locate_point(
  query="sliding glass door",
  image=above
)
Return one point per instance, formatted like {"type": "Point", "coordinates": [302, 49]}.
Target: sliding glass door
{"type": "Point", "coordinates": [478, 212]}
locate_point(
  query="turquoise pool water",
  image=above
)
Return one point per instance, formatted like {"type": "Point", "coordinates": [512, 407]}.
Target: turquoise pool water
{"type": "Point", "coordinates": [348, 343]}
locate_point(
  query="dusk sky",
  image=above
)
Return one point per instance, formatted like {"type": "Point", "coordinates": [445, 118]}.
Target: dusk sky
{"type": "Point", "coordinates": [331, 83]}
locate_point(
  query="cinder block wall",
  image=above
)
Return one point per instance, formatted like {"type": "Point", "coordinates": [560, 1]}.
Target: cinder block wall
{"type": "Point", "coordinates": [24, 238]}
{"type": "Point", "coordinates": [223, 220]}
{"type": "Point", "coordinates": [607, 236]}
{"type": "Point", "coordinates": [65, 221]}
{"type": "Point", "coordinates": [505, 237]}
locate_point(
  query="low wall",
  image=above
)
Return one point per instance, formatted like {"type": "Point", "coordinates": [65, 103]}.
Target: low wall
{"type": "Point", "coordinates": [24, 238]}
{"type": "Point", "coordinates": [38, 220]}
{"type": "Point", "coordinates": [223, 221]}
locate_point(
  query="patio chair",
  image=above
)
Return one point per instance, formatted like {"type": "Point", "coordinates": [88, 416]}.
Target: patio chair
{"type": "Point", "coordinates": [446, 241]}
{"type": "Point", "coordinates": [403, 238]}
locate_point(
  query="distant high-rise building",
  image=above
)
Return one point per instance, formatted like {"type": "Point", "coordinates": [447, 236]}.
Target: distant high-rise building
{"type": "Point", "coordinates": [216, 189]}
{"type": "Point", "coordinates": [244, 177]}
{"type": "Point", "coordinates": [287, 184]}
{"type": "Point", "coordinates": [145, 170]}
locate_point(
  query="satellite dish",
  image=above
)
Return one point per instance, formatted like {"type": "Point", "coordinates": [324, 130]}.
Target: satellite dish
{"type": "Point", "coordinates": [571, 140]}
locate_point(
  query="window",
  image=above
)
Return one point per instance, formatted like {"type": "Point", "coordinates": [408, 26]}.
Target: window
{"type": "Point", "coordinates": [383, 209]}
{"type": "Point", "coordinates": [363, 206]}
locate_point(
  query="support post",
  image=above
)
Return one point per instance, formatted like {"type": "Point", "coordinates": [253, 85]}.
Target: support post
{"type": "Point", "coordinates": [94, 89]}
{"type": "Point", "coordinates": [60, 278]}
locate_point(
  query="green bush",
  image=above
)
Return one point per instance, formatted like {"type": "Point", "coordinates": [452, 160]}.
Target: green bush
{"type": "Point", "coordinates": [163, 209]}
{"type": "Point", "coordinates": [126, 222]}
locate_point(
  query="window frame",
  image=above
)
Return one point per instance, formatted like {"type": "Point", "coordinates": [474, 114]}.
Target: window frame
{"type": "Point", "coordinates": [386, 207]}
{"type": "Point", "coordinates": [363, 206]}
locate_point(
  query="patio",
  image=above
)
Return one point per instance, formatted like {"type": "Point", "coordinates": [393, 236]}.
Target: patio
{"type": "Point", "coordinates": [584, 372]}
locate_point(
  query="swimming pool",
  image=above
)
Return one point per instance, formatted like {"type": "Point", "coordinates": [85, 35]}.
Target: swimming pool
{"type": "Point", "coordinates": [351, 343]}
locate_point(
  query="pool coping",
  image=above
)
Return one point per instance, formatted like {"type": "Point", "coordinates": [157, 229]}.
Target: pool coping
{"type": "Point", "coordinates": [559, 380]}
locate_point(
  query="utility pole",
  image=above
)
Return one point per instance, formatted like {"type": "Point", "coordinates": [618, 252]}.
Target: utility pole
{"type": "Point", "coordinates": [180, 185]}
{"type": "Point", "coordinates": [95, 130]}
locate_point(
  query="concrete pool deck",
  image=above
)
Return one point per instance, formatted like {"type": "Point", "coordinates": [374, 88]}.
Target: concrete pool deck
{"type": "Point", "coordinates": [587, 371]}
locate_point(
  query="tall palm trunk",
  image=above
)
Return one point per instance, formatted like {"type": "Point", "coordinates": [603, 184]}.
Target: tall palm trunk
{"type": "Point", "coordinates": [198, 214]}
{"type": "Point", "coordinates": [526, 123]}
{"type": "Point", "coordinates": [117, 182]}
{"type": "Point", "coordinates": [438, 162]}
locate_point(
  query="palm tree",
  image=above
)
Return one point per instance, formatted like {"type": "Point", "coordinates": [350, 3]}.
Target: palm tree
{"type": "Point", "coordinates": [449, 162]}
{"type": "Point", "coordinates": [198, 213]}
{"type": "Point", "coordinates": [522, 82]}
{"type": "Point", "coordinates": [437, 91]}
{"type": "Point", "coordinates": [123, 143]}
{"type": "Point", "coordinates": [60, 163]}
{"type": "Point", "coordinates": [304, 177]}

§ **Short task**: All of the data shown above must be copied exactly.

§ **Complete response**:
locate_point(
  query="sliding glass door",
  image=above
)
Return one point per instance, formatted like {"type": "Point", "coordinates": [302, 49]}.
Target: sliding glass door
{"type": "Point", "coordinates": [478, 212]}
locate_point(
  query="turquoise pool water",
  image=above
)
Return one point per instance, formatted like {"type": "Point", "coordinates": [512, 407]}.
Target: turquoise pool water
{"type": "Point", "coordinates": [348, 343]}
locate_point(
  query="dusk sky",
  image=above
)
Return one point per instance, formatted like {"type": "Point", "coordinates": [445, 118]}.
Target: dusk sky
{"type": "Point", "coordinates": [331, 83]}
locate_point(
  query="cinder block wall",
  image=above
)
Return one point per instance, formatted like {"type": "Point", "coordinates": [560, 1]}.
Target: cinder block wall
{"type": "Point", "coordinates": [24, 238]}
{"type": "Point", "coordinates": [223, 220]}
{"type": "Point", "coordinates": [607, 236]}
{"type": "Point", "coordinates": [65, 221]}
{"type": "Point", "coordinates": [505, 237]}
locate_point(
  query="low wall",
  image=above
)
Return one point per instance, formatted like {"type": "Point", "coordinates": [65, 103]}.
Target: low wall
{"type": "Point", "coordinates": [24, 238]}
{"type": "Point", "coordinates": [38, 220]}
{"type": "Point", "coordinates": [223, 221]}
locate_point(
  query="patio chair",
  image=above
)
Return one point per instance, formatted like {"type": "Point", "coordinates": [88, 416]}.
Target: patio chair
{"type": "Point", "coordinates": [446, 241]}
{"type": "Point", "coordinates": [403, 238]}
locate_point(
  query="distant high-rise building",
  image=above
)
Return one point per instance, formatted like {"type": "Point", "coordinates": [447, 236]}.
Target: distant high-rise building
{"type": "Point", "coordinates": [216, 189]}
{"type": "Point", "coordinates": [244, 177]}
{"type": "Point", "coordinates": [287, 184]}
{"type": "Point", "coordinates": [145, 170]}
locate_point(
  query="satellite dish",
  image=above
)
Return one point per instance, formatted like {"type": "Point", "coordinates": [324, 130]}.
Target: satellite dish
{"type": "Point", "coordinates": [571, 140]}
locate_point(
  query="window",
  image=above
)
Return one point per instance, formatted like {"type": "Point", "coordinates": [408, 26]}.
Target: window
{"type": "Point", "coordinates": [383, 209]}
{"type": "Point", "coordinates": [363, 206]}
locate_point(
  query="support post",
  image=above
)
Return one point per instance, formatted like {"type": "Point", "coordinates": [253, 85]}.
Target: support post
{"type": "Point", "coordinates": [94, 89]}
{"type": "Point", "coordinates": [60, 278]}
locate_point(
  query="green bush",
  image=above
)
Return one point per instance, formatted like {"type": "Point", "coordinates": [452, 160]}.
Target: green bush
{"type": "Point", "coordinates": [163, 209]}
{"type": "Point", "coordinates": [126, 222]}
locate_point(
  query="window frame",
  image=above
)
Return one point per instance, formatted like {"type": "Point", "coordinates": [474, 114]}.
Target: window frame
{"type": "Point", "coordinates": [386, 207]}
{"type": "Point", "coordinates": [363, 206]}
locate_point(
  query="patio",
  image=above
)
Return one point per instance, formatted like {"type": "Point", "coordinates": [393, 236]}.
Target: patio
{"type": "Point", "coordinates": [584, 372]}
locate_point(
  query="swimming pool",
  image=above
)
Return one point per instance, formatted like {"type": "Point", "coordinates": [85, 35]}.
Target: swimming pool
{"type": "Point", "coordinates": [351, 343]}
locate_point(
  query="pool coping",
  image=above
)
Return one point per instance, formatted like {"type": "Point", "coordinates": [157, 229]}.
Target: pool coping
{"type": "Point", "coordinates": [559, 380]}
locate_point(
  query="utility pole",
  image=above
)
Return one point per instance, formatted like {"type": "Point", "coordinates": [618, 252]}.
Target: utility pole
{"type": "Point", "coordinates": [180, 185]}
{"type": "Point", "coordinates": [95, 130]}
locate_point(
  query="concrete pool deck",
  image=above
)
Return one point per instance, formatted like {"type": "Point", "coordinates": [374, 88]}.
Target: concrete pool deck
{"type": "Point", "coordinates": [587, 371]}
locate_point(
  query="tall palm trunk",
  image=above
)
Return one point per instance, formatted like {"type": "Point", "coordinates": [603, 184]}.
Target: tall palm trunk
{"type": "Point", "coordinates": [198, 214]}
{"type": "Point", "coordinates": [526, 123]}
{"type": "Point", "coordinates": [117, 182]}
{"type": "Point", "coordinates": [438, 162]}
locate_point(
  query="palm tree",
  image=above
)
Return one point per instance, formatted like {"type": "Point", "coordinates": [350, 3]}.
Target: palm tree
{"type": "Point", "coordinates": [449, 162]}
{"type": "Point", "coordinates": [198, 213]}
{"type": "Point", "coordinates": [522, 82]}
{"type": "Point", "coordinates": [437, 91]}
{"type": "Point", "coordinates": [123, 143]}
{"type": "Point", "coordinates": [60, 163]}
{"type": "Point", "coordinates": [304, 177]}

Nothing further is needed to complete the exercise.